### Página
━━━
3. A presunção de inocência consagrada no art. 5º, LVII, da

Constituição Federal deve ser reconhecida como uma regra e interpretada com o recurso da metodologia análoga a uma

redução teleológica, que reaproxime o enunciado normativo da sua própria literalidade, de modo a reconduzi-la aos efeitos próprios da condenação criminal (que podem incluir a

perda ou a suspensão de direitos políticos, mas não a inelegibilidade), sob pena de frustrar o propósito moralizante

do art. 14, § 9º, da Constituição Federal.

4. Não é violado pela Lei Complementar nº 135/10 não viola [sic] o princípio constitucional da vedação de retrocesso,

posto não vislumbrado o pressuposto de sua aplicabilidade concernente na existência de consenso básico, que tenha

inserido na consciência jurídica geral a extensão da presunção de inocência para o âmbito eleitoral. (...)

8. A Lei Complementar nº 135/10 também não fere o núcleo

essencial dos direitos políticos, na medida em que estabelece restrições temporárias aos direitos políticos

passivos, sem prejuízo das situações políticas ativas.
━━━
### Conjunto de tarefas
A) Responda com base no trecho sobre a Lei Complementar nº 135/10:
(i) Em que dispositivo da Constituição Federal está consagrada a presunção de inocência?
(ii) Que princípio constitucional, segundo o trecho, a Lei Complementar nº 135/10 não viola?
(iii) Que tipo de restrições a lei estabelece aos direitos políticos passivos?
B) Relacione todas as normas legais e constitucionais mencionadas no trecho sobre a Lei Complementar nº 135/10.
C) Estenda o trecho sobre a Lei Complementar nº 135/10, escrevendo a continuação a partir da sua última frase.
Os dados não são necessários para realizar estas tarefas.

### Dados fornecidos
━━━
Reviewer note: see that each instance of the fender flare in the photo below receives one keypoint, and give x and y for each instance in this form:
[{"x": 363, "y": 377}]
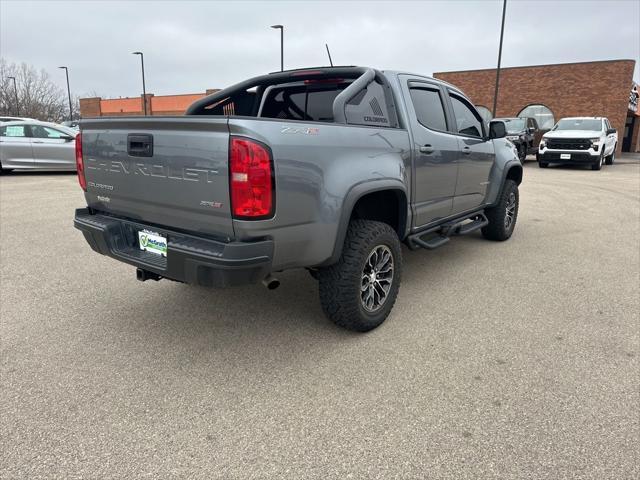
━━━
### Respostas por tarefa
A)
(i) No art. 5º, LVII, da Constituição Federal.
(ii) O princípio da vedação de retrocesso.
(iii) Restrições temporárias.

B)
- Art. 5º, LVII, da Constituição Federal
- Art. 14, § 9º, da Constituição Federal
- Lei Complementar nº 135/10

C)
9. O cognominado desacordo moral razoável impõe o prestígio da manifestação legítima do legislador

democraticamente eleito acerca do conceito jurídico indeterminado de vida pregressa, constante do art. 14, §

9.º, da Constituição Federal.

Como a lei em questão não foi integralmente impugnada, há a chance de, uma

vez esfriados os apelos populares, surgirem novos questionamentos sobre sua

constitucionalidade. É de aguardar, no futuro, o afastar do olhar simplificado

sobre a moralidade e, quem sabe, a adoção de compreensão mais sofisticada

sobre o problema, embora sempre considerando que a moralidade política

constitui matéria constitucional e pauta de extrema relevância.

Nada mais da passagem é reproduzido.